(November 26, 2022) Jose T Ramapuram was barely 24 years old when he was put in charge of the family plantation business in Udupi, Karnataka. It was his first job, and Ramapuram spent six years here, in the wilderness of Kundapur, without electricity, phones or the other small comforts we tend to take for granted. The House of Ramapuram is well-respected and well-to-do, with its estates spread over 1000 acres. Ramapuram enjoyed getting into the nitty-gritty, and although he seemed set to continue the family tradition, he had a change of heart seven years later. He has come a long way since then. As Managing Director of Evolve Back (formerly Orange County), a luxury hotel brand, Ramapuram has expanded the business both in India and abroad, with a property in Botswana and one in Bhutan in the pipeline.
Jose T Ramapuram talks to Global Indian about his journey and how he plans to take his luxury Indian brand places.
Growing up in the lap of nature
Ramparuram’s passion for properties in the lap of nature can be traced back to his childhood, when he spent his summer holidays in the family’s sprawling, remote plantations in Coorg. His family, he says, is much like him. “I remember, we had seven dogs, three cows, 30-40 chickens, ducks, turkeys and even peacocks at home. I spent some of my summer holidays at what is Evolve Back, Coorg, today. At that time, there was no grid power or surfaced roads. We used to have petromax providing us light at night in the farmhouse,” he remembers. The days were spent fishing in the Cauvery, and he loved going on long walks with his father surveying their plantations or playing with other children residing on the plantation.
The brand’s early days
Evolve Back, formerly known as Orange County, started in a small way in Coorg in 1994 and has grown organically ever since. What has worked for the brand is attention to what travellers seek. “Over the years, we realised that the evolved world traveller is looking for a pure, authentic, true-to-the-land experience. Our guests, therefore, experience a transformation within and feel rejuvenated by the authentic nature and culture of the land. Everything is preserved and showcased at each of the Evolve Back properties,” he explains.

*WHAT TO WORK ON*:
- a) Translate this sentence from the article on Jose T Ramapuram into Spanish: "Evolve Back, formerly known as Orange County, started in a small way in Coorg in 1994 and has grown organically ever since."
- b) Write out the portion of the article on Jose T Ramapuram that begins at the words "(November 26, 2022)" and stops after "in the pipeline.".

*STUDY MATERIAL*:
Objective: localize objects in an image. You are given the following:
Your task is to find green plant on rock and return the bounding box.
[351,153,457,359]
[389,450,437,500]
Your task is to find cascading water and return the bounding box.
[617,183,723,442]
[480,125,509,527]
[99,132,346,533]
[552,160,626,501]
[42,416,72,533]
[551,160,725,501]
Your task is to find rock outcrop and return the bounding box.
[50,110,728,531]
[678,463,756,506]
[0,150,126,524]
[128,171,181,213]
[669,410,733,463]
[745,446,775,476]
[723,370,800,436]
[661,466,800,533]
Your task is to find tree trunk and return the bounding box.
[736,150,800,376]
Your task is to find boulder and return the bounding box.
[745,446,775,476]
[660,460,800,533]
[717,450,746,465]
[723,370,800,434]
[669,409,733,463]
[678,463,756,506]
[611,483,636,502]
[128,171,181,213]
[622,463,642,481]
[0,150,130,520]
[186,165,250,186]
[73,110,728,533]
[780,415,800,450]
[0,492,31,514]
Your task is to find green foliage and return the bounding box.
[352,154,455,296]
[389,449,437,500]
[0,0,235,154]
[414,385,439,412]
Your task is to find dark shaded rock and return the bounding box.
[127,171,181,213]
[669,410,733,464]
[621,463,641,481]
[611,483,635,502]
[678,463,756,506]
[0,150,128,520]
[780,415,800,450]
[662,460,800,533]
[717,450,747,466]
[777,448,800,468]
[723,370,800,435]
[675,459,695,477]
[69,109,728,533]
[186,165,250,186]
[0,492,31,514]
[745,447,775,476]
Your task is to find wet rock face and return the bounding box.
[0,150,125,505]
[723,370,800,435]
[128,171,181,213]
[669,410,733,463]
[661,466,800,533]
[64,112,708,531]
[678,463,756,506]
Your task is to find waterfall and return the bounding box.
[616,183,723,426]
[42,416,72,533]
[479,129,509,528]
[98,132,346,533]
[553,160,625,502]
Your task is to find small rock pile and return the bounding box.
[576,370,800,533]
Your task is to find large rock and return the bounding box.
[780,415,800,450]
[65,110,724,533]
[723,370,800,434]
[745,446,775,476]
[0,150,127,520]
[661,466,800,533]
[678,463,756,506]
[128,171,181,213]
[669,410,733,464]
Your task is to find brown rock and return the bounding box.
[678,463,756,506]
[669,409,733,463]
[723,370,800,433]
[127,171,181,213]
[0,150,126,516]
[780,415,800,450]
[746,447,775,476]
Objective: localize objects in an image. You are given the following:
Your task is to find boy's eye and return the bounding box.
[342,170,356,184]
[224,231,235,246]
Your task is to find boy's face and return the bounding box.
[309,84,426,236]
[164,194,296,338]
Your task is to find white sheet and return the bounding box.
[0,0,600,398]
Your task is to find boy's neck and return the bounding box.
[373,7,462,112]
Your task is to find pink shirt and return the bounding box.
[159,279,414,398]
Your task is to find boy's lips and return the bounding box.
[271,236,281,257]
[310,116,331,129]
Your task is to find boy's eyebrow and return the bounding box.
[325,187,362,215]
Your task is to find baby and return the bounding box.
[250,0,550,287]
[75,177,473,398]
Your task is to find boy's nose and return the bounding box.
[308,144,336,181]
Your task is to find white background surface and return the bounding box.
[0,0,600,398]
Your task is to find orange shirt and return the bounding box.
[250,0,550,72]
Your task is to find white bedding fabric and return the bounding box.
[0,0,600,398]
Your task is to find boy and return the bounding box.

*WRITTEN RESPONSES*:
- a) Evolve Back, antes conocida como Orange County, comenzó de forma modesta en Coorg en 1994 y ha crecido de manera orgánica desde entonces.

- b)
(November 26, 2022) Jose T Ramapuram was barely 24 years old when he was put in charge of the family plantation business in Udupi, Karnataka. It was his first job, and Ramapuram spent six years here, in the wilderness of Kundapur, without electricity, phones or the other small comforts we tend to take for granted. The House of Ramapuram is well-respected and well-to-do, with its estates spread over 1000 acres. Ramapuram enjoyed getting into the nitty-gritty, and although he seemed set to continue the family tradition, he had a change of heart seven years later. He has come a long way since then. As Managing Director of Evolve Back (formerly Orange County), a luxury hotel brand, Ramapuram has expanded the business both in India and abroad, with a property in Botswana and one in Bhutan in the pipeline.